> [DOCUMENT SECTION]
►

In late February, Kaman announced its intent to acquire B.W. Rogers, a fluid power distributor. Mayer, who said he expects that acquisition to be finalized in the second fiscal quarter of 2014, described it as the biggest acquisition in Kaman’s history.
Motion Industries also made some acquisitions, including Paragon Service & Supply in 2013 and, in early 2014, Commercial Solutions Inc. Breen anticipates more on the horizon.
“Acquisitions are certainly a key focus for us in terms of our long-term growth,” he said. “[Those] appear to have been very nice acquisitions for us so far. And we’re working on others. We are optimistic about additional acquisition activities during 2014.”
Erik Gershwind, president and CEO at MSC Industrial Supply, referred to “a soft market environment [that] persisted in the fiscal fourth quarter” of 2014 when speaking on an earnings conference call last October. (MSC’s fiscal year for 2014 ended in August of 2013.) However, he said he was confident about what calendar-year 2014 will hold for MSC.
“We are in the midst of building a foundation that will support the next leg of our growth story,” he said during the call. “Our actions will ensure that we not only continue to outgrow the market as we have in the current low-growth environment, but accelerate our growth.”
Like many in distribution, Gershwind said he has seen customers become better educated and more technologically sophisticated, particularly when it comes to inventory management.
“A smart use of inventory management tools can help manufacturers create leaner, less complicated supply chains and increase efficiency,” Gershwind said in an interview prior to addressing the Ariba LIVE conference in Las Vegas this past March. “Today, businesses are more connected and have access to more information than ever, which creates opportunities for greater collaboration. We’re seeing how working closer with customers can improve the efficiency of their industrial supply chains, reduce costs, and drive greater value across their business.”
Applied Industrial’s president and CEO Neil Schrimsher said he is confident as his company celebrates its 90th anniversary this year.
“Applied has a strong foundation, and we have solid momentum heading into fiscal 2014,” Schrimsher said in Applied Industrial’s annual report.

◄

> [THE PROBLEM]
Write a continuation of the text on industrial distributors' acquisitions and outlook for 2014, starting after its last sentence. The records that follow are separate material with no connection to the preceding text.

> [SUPPLIED INFORMATION]
►

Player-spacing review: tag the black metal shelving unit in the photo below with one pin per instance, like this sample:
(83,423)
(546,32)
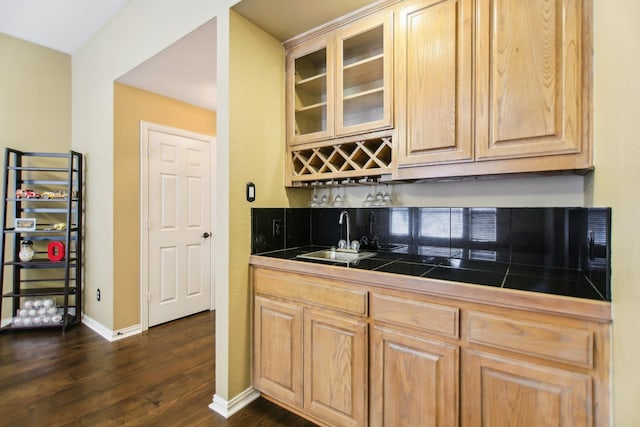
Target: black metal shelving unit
(57,219)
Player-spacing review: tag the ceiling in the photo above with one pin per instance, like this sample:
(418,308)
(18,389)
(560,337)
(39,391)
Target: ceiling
(186,70)
(62,25)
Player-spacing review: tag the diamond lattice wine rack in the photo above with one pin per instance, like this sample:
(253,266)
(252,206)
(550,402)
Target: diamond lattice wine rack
(352,159)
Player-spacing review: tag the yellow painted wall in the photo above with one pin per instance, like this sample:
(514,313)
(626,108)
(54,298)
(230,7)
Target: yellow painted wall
(616,183)
(131,106)
(35,102)
(35,96)
(257,135)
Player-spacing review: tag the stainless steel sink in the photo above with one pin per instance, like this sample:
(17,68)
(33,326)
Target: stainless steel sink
(337,256)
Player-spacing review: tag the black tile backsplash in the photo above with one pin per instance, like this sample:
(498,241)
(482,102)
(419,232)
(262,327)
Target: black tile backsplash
(566,246)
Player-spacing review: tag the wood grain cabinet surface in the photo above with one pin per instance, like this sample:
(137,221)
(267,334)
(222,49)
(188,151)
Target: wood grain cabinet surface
(339,82)
(492,87)
(433,63)
(420,358)
(499,391)
(311,346)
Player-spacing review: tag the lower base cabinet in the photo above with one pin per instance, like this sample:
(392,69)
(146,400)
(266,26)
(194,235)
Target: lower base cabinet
(500,391)
(278,350)
(335,369)
(319,369)
(355,355)
(414,381)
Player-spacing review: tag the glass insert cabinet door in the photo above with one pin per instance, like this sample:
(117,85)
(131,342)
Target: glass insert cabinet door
(339,83)
(363,87)
(310,68)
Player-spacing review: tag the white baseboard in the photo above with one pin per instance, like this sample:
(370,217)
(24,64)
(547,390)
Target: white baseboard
(228,408)
(107,333)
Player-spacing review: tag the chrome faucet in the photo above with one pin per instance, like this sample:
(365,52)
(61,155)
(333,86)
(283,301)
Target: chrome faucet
(347,245)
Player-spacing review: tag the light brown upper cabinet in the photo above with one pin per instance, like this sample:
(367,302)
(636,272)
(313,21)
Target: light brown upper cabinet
(492,87)
(310,93)
(528,81)
(433,81)
(339,82)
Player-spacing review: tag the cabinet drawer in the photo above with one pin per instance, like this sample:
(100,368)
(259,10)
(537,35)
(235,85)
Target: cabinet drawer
(306,289)
(559,343)
(436,318)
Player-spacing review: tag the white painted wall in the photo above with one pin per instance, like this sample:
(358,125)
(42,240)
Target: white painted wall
(139,31)
(529,191)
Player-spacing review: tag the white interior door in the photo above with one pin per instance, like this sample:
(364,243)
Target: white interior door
(179,224)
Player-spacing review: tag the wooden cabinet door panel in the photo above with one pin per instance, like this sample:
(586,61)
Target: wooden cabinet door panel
(335,380)
(433,81)
(497,391)
(528,79)
(364,50)
(310,91)
(414,381)
(278,350)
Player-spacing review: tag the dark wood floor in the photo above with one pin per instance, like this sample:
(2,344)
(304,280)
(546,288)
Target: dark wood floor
(163,377)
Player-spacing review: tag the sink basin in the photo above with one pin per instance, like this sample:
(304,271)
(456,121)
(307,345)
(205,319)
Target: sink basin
(337,256)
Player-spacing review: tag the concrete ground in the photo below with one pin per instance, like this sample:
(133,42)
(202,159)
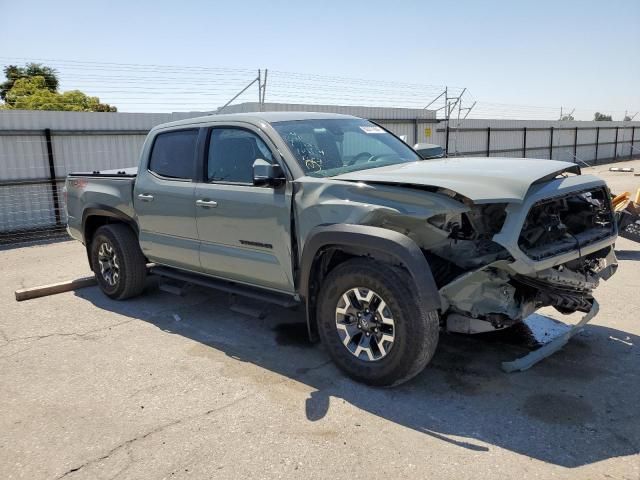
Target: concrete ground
(184,387)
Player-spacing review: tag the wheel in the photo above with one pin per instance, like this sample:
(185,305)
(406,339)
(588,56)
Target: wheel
(372,325)
(118,262)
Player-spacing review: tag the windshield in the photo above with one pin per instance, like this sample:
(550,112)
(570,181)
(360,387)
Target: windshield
(325,148)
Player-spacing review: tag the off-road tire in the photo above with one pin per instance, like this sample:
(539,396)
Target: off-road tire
(131,261)
(416,330)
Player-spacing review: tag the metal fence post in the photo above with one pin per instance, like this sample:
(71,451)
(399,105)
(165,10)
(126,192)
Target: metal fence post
(488,141)
(52,177)
(446,140)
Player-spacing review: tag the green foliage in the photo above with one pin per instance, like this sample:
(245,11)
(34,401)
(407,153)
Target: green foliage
(30,70)
(33,93)
(601,117)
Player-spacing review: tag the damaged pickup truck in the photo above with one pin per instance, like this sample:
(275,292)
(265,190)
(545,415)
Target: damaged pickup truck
(382,248)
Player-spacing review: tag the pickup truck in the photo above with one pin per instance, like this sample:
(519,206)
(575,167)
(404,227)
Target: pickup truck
(334,213)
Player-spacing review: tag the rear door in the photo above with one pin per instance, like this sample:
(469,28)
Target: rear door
(164,200)
(243,229)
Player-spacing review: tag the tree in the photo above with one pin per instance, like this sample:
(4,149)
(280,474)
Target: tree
(601,117)
(32,93)
(30,70)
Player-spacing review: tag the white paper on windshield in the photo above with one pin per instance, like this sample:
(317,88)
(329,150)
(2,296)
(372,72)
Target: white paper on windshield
(371,129)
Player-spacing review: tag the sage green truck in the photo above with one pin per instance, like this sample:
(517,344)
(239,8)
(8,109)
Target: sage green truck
(382,248)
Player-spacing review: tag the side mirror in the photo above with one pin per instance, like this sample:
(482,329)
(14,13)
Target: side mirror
(267,174)
(429,150)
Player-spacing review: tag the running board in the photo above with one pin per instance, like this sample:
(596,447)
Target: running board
(280,299)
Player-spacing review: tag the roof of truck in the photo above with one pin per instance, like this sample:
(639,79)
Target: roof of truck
(253,117)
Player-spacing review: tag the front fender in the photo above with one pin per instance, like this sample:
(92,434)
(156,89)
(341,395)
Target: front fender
(375,242)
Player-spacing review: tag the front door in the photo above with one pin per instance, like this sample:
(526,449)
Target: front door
(164,200)
(243,229)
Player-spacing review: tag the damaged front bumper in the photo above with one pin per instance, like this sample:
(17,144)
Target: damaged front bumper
(497,296)
(506,291)
(529,360)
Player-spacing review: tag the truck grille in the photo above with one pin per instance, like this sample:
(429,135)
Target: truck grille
(566,223)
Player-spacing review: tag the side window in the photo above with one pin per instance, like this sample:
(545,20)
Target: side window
(232,152)
(174,154)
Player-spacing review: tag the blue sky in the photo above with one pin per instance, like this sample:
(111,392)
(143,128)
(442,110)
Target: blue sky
(582,54)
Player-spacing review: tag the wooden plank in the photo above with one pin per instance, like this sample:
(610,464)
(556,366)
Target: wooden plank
(54,288)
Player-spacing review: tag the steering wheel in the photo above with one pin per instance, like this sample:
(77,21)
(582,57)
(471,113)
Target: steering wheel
(359,157)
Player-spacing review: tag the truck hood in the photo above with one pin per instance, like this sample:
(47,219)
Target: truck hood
(481,179)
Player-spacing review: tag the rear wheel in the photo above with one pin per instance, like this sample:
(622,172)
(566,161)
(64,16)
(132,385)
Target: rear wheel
(118,262)
(372,324)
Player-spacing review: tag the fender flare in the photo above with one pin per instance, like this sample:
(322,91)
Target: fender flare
(99,210)
(374,242)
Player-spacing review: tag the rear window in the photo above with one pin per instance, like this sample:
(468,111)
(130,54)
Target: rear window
(174,154)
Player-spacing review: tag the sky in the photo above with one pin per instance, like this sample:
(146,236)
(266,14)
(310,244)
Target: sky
(576,54)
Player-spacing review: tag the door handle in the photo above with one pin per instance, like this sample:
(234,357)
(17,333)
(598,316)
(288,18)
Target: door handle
(206,203)
(145,197)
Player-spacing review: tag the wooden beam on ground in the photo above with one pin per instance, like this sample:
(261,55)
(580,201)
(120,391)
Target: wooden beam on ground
(54,288)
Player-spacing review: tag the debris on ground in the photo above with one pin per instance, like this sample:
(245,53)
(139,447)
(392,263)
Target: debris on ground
(628,215)
(529,360)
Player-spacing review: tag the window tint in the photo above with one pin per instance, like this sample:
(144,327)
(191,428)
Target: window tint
(232,152)
(174,154)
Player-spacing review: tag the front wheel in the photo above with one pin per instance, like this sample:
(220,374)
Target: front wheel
(118,262)
(372,324)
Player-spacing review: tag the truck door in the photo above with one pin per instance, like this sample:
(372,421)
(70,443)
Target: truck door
(164,200)
(243,229)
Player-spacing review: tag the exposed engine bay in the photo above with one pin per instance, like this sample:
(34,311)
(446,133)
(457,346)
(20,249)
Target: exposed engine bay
(474,273)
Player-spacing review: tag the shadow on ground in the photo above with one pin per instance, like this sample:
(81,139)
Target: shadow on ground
(575,408)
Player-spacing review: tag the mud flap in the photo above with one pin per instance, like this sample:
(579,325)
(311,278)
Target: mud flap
(529,360)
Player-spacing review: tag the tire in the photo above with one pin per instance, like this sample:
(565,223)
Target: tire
(414,331)
(128,266)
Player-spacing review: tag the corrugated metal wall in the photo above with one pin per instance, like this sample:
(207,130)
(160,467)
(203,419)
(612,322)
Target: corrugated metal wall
(94,141)
(31,204)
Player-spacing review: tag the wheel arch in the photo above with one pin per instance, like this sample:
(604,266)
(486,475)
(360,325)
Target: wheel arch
(327,246)
(95,215)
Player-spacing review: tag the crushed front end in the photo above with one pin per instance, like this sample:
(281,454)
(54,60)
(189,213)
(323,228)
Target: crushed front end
(504,261)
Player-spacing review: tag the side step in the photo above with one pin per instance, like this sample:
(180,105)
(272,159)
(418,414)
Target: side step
(280,299)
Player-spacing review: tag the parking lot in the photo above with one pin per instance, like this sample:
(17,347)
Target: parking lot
(167,386)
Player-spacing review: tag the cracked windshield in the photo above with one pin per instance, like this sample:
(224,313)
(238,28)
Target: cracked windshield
(325,148)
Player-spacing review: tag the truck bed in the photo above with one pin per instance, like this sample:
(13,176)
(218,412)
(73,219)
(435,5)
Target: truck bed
(120,172)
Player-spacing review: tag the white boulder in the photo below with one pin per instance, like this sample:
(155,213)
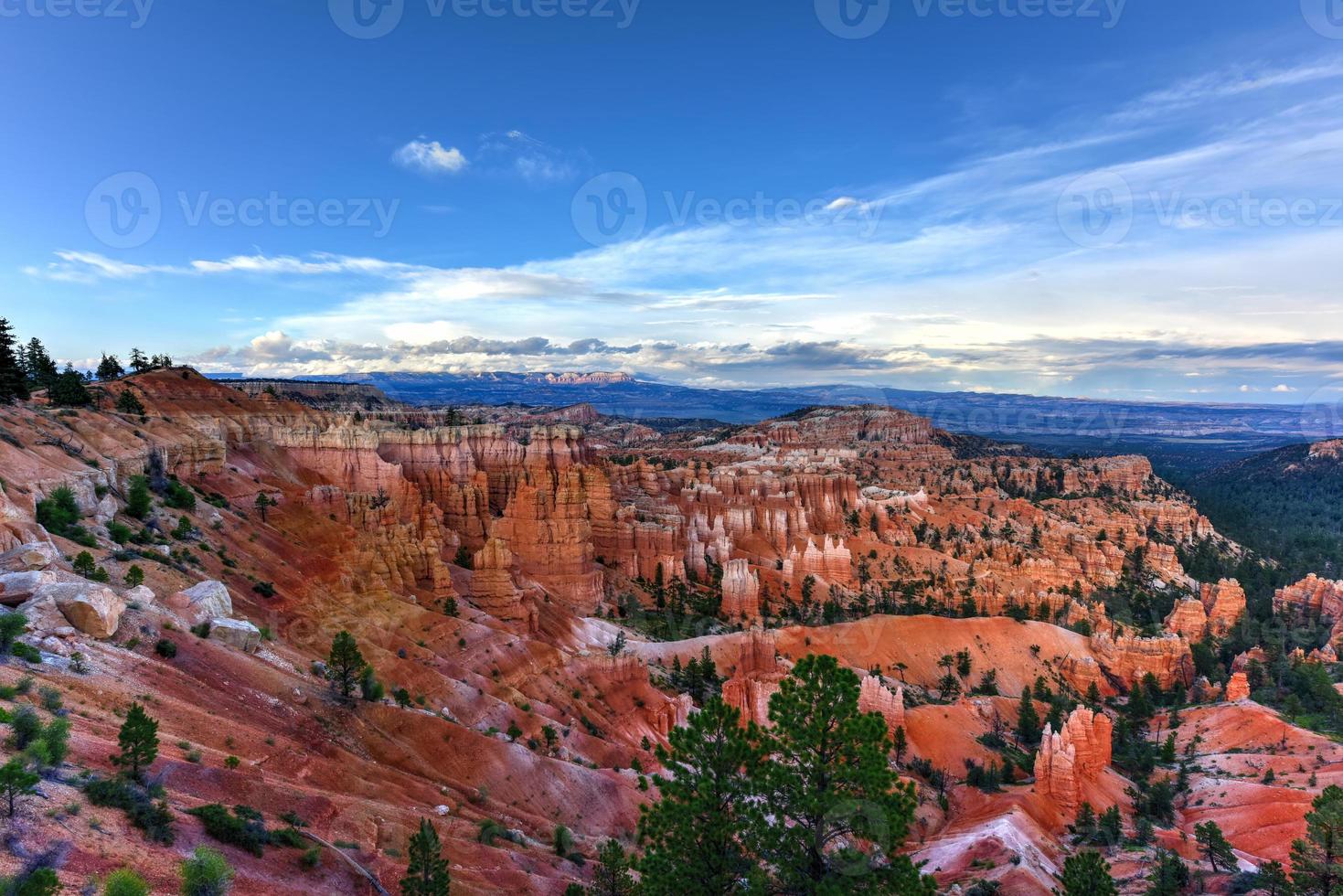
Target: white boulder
(203,601)
(240,633)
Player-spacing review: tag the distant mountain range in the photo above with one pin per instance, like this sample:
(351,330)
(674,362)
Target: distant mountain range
(1061,423)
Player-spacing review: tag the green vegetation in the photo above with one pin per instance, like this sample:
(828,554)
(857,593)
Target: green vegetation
(426,875)
(346,666)
(139,741)
(824,773)
(206,873)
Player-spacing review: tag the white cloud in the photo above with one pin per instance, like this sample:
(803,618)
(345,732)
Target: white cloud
(430,156)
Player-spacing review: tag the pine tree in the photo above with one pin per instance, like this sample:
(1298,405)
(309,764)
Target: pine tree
(14,379)
(128,403)
(15,782)
(344,666)
(693,835)
(829,781)
(1317,859)
(1272,879)
(426,875)
(37,364)
(613,875)
(1087,875)
(139,741)
(1214,847)
(69,389)
(109,368)
(1028,721)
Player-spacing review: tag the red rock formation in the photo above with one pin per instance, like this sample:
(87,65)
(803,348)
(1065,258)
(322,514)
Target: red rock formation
(1314,597)
(1128,658)
(1225,604)
(493,589)
(1188,620)
(1076,753)
(755,678)
(741,592)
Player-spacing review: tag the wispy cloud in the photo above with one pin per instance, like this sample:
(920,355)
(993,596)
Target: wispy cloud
(430,156)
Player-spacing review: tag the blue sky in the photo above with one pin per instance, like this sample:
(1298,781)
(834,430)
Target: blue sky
(1113,199)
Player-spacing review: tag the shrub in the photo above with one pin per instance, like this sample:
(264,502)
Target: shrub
(125,883)
(144,813)
(243,827)
(11,626)
(58,512)
(27,653)
(206,873)
(50,699)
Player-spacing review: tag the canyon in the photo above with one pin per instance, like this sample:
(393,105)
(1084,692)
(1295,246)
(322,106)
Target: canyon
(532,581)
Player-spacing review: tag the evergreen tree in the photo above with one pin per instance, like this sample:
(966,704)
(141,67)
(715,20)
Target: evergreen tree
(1087,875)
(262,504)
(37,364)
(109,368)
(693,835)
(139,741)
(827,779)
(344,666)
(14,378)
(1214,847)
(1028,721)
(15,782)
(128,403)
(1272,879)
(426,875)
(613,873)
(1317,859)
(139,501)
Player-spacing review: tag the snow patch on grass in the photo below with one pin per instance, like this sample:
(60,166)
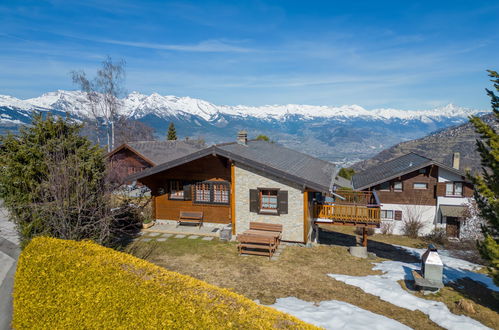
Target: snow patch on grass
(335,314)
(387,288)
(455,269)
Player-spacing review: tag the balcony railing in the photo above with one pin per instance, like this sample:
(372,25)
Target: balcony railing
(347,213)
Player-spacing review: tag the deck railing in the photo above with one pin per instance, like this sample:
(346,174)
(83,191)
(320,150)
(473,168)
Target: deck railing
(356,197)
(347,213)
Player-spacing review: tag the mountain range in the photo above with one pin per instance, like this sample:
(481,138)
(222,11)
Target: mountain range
(342,134)
(439,146)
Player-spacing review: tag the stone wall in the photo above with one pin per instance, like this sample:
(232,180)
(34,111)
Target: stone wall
(247,178)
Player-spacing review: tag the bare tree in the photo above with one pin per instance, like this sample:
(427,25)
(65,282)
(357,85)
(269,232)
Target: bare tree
(103,95)
(76,204)
(471,225)
(128,130)
(414,217)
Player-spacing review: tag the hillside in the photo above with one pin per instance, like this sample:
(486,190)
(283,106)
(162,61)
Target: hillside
(342,134)
(438,146)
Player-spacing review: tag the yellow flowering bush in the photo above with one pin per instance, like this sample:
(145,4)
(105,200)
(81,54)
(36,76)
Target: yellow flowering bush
(62,284)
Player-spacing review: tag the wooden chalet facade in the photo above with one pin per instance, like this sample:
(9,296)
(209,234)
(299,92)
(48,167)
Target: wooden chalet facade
(416,187)
(133,157)
(234,184)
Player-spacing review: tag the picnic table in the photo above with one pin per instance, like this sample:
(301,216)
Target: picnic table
(260,239)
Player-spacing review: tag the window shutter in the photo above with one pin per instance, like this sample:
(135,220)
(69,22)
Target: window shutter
(187,192)
(254,202)
(441,189)
(282,201)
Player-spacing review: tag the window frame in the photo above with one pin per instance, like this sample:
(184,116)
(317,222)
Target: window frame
(263,210)
(454,184)
(422,183)
(386,212)
(179,190)
(401,186)
(211,194)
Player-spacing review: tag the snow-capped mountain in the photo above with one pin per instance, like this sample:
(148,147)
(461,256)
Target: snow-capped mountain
(340,133)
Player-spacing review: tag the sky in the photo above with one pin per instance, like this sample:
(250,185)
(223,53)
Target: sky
(390,54)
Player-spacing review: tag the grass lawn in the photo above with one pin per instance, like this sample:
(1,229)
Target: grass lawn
(299,272)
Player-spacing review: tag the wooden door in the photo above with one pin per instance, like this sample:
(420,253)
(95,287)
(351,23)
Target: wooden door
(452,227)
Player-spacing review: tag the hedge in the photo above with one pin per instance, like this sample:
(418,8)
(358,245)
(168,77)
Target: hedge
(61,284)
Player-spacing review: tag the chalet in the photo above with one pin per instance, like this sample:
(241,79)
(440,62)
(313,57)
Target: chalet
(133,157)
(233,184)
(418,188)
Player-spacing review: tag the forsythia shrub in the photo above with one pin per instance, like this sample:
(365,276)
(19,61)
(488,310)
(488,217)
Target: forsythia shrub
(62,284)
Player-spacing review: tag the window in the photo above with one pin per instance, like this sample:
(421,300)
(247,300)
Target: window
(220,193)
(387,214)
(384,186)
(213,192)
(176,189)
(268,200)
(203,193)
(420,185)
(454,189)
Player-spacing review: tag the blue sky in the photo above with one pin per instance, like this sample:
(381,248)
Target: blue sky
(402,54)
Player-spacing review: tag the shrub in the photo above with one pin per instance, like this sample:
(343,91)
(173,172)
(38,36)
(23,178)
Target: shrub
(387,227)
(437,236)
(411,227)
(53,182)
(360,231)
(62,284)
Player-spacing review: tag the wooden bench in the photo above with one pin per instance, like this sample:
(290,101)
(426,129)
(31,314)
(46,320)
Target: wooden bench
(276,229)
(191,217)
(258,245)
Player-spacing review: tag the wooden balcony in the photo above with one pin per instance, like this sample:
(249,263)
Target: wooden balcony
(351,197)
(345,214)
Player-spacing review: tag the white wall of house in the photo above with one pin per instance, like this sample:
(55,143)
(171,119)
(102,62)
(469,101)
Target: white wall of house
(445,176)
(426,213)
(247,178)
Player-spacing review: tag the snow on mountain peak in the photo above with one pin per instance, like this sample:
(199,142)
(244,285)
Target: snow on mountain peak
(137,105)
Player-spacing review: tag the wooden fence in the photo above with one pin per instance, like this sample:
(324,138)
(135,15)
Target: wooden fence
(347,213)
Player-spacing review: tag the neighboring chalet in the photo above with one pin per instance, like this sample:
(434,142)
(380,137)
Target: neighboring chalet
(132,157)
(416,187)
(233,184)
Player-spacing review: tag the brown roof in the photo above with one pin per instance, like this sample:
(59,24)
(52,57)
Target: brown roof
(268,157)
(159,152)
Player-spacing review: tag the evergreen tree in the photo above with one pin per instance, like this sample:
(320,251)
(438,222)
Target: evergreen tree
(487,184)
(51,181)
(346,172)
(262,137)
(172,133)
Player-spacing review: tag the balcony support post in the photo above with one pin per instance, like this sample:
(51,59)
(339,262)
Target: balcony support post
(364,236)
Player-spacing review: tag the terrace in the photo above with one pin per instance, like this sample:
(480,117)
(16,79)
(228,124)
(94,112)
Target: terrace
(350,208)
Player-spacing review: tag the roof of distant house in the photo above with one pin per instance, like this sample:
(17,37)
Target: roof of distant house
(394,168)
(270,158)
(159,152)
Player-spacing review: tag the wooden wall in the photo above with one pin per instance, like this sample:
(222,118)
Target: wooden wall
(467,189)
(124,163)
(210,168)
(170,210)
(409,195)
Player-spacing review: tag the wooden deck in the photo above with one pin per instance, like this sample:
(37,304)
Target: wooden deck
(360,215)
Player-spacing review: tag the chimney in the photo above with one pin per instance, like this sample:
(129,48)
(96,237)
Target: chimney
(242,137)
(455,160)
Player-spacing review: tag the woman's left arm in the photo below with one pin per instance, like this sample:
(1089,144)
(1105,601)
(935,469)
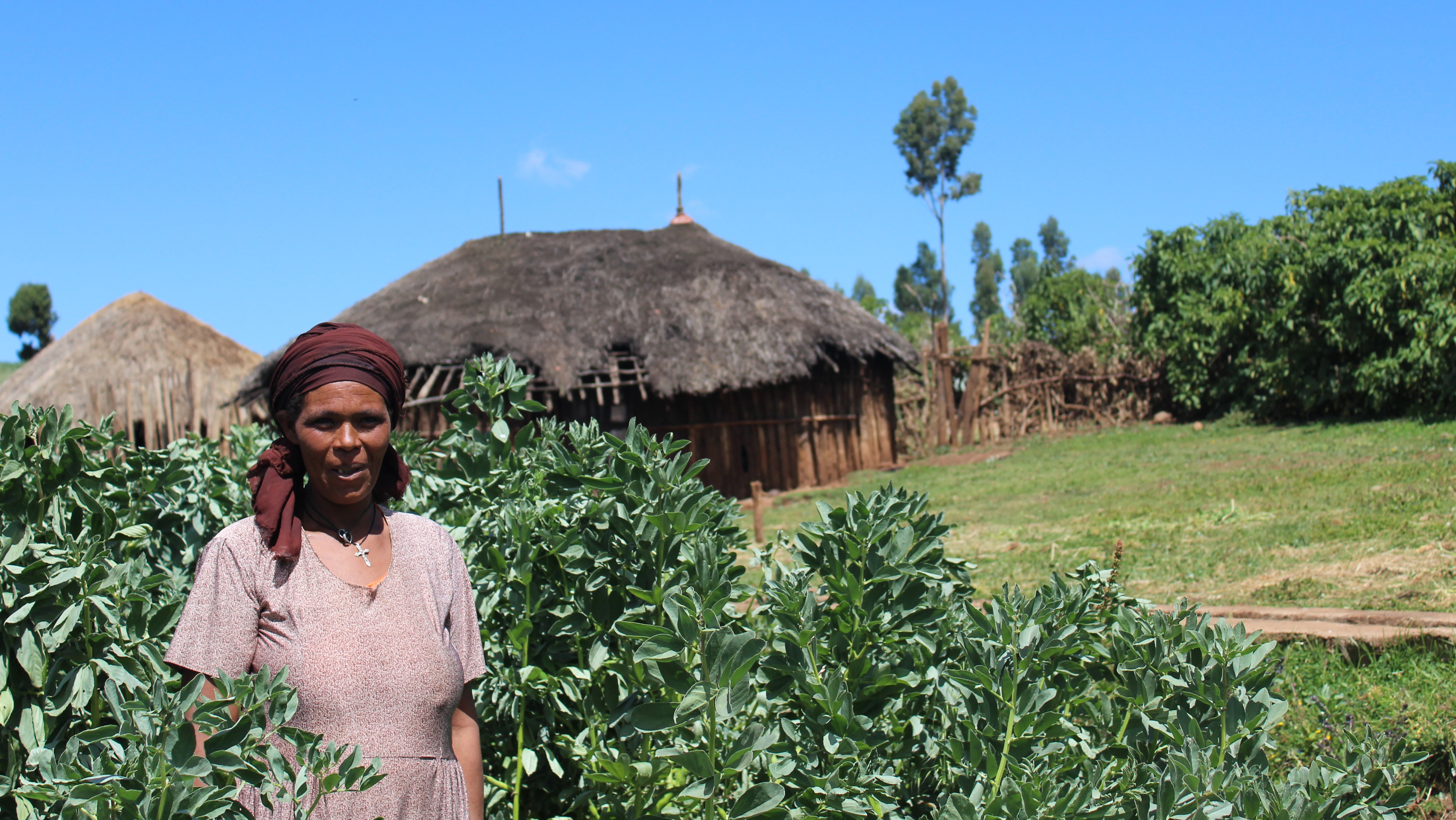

◄

> [ANSWER]
He went on to cite the goals Applied Industrial has set, among them, “Growing sales in our core business as well as in targeted industries [while] expanding our value-add with existing customers … Driving product expansion beyond our base offering—with opportunities across all of our product groups … [And] utilizing our strong financial position to accelerate acquisitions.”
Another issue on which there is general agreement is that the value that a successful distributor brings to customers will be what continues to make them successful and profitable. Simon could well have been speaking for many of his colleagues when he emphasized the service he believes Allied Electronics brings to customers, over and above price.
“Selling at a low price is easy to do. It’s easy to hand out a low price,” he said. “But to deliver and to service a customer in the way that they need to be serviced, so they can make their deliveries to their clients, is another thing.”
At Motion Industries, Breen looked ahead and saw 2014 as a growth year for the company and for most businesses.
“I do think there is opportunity for growth and we’re planning on it. I can tell you that,” he said. “It’s blocking and tackling. Just getting out there and being in front of the customer so that when they do have an opportunity to buy something, our company’s name is top of their mind. That’s what we’re trying to do. Why does a customer want to buy from us? We have to differentiate ourselves and find the value-added that we bring.”